1. I Set the Goal in the First Place!!

You can’t hit the target if it doesn’t exist. Source: Pixabay

When I talk about building your engine of improvement, I like to envision it as some kind of projectile weapon. You need the method of propulsion, such as allocating the hours necessary each week to reach the target, you need good aiming and guidance systems to hit your target accurately, but most of all, you just need to point the bloody thing in the right direction. Even if you’re limited to throwing rocks, you stand a better chance of hitting a target if the target exists in the first place.

I knew, after getting fat behind a desk and losing part of my identity, that I wanted to work in the fitness industry and in February I began to flesh out the idea of Steel Viking Fitness. The plan then barely resembles the plan now, but when I asked myself what I needed to do to get this started the obvious first step was getting qualified and without hesitation booked on to a fitness instructor course.
========================
## Directions
Please pick up the text on setting goals after its last sentence and keep writing it. The material after the text on setting goals is separate from it.
========================
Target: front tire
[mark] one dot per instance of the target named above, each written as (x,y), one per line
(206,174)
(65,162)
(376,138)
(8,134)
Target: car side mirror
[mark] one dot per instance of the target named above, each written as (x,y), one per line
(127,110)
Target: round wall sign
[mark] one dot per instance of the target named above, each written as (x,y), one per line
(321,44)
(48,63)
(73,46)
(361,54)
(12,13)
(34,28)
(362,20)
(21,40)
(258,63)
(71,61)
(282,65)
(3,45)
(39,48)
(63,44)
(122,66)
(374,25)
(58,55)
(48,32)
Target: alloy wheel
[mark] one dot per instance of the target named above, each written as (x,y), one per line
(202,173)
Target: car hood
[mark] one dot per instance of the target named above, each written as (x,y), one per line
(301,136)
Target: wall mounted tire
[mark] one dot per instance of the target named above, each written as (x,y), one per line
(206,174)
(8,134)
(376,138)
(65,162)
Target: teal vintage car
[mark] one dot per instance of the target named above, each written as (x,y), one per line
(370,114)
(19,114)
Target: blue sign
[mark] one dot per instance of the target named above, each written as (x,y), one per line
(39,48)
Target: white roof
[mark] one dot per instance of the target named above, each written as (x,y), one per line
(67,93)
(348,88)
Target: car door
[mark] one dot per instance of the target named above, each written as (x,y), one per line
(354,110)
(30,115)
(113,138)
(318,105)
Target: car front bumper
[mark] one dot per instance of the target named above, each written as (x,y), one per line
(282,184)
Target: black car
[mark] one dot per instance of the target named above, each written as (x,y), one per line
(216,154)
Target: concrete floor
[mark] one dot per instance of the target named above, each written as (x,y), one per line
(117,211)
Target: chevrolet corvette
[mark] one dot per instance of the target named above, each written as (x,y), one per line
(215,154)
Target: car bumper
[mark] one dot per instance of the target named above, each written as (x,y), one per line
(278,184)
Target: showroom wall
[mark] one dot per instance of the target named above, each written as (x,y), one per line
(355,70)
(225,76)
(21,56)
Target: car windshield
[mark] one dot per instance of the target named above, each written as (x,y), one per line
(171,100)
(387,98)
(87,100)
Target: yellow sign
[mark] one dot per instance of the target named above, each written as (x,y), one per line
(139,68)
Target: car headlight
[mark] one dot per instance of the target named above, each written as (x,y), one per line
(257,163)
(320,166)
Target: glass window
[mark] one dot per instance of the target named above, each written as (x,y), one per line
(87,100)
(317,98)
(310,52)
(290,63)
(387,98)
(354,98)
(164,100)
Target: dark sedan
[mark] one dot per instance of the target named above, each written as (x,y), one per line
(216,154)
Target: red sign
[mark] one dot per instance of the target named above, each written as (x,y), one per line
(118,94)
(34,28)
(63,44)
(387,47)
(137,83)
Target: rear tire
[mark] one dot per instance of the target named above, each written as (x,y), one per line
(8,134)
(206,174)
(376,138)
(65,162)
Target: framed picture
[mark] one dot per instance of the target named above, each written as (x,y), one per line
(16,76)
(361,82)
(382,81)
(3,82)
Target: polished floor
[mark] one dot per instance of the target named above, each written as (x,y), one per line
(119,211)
========================
## The reply
From there, each step materialised in front of me, and while I had to make the right choices, it was much simpler to keep putting one foot in front of the other. Now, I look up and realise Steel Viking is real, with real customers, real equipment and a real, improved me running the show.

2. Habits vs Discipline

One of the biggest traps I fell into early in my career was believing I wasn’t doing everything because I wasn’t disciplined enough. Discipline can be learnt, however, it’s not an unlimited resource and for most, not a useful place to start. Habits are much more powerful.

I told myself I procrastinated because I wasn’t disciplined enough. I didn’t go the gym because I wasn’t disciplined enough. I ate badly because I wasn’t disciplined enough to cook. Wrong. Wrong. Wrong. The real answer? I procrastinated because I hadn’t built up the habit of working at my desk for 8 hours a day unsupervised (it’s different at home than in a place of work). I didn’t go the gym because it was too big a jump from doing zero exercise. I didn’t cook because I never regularly cook or shop on time.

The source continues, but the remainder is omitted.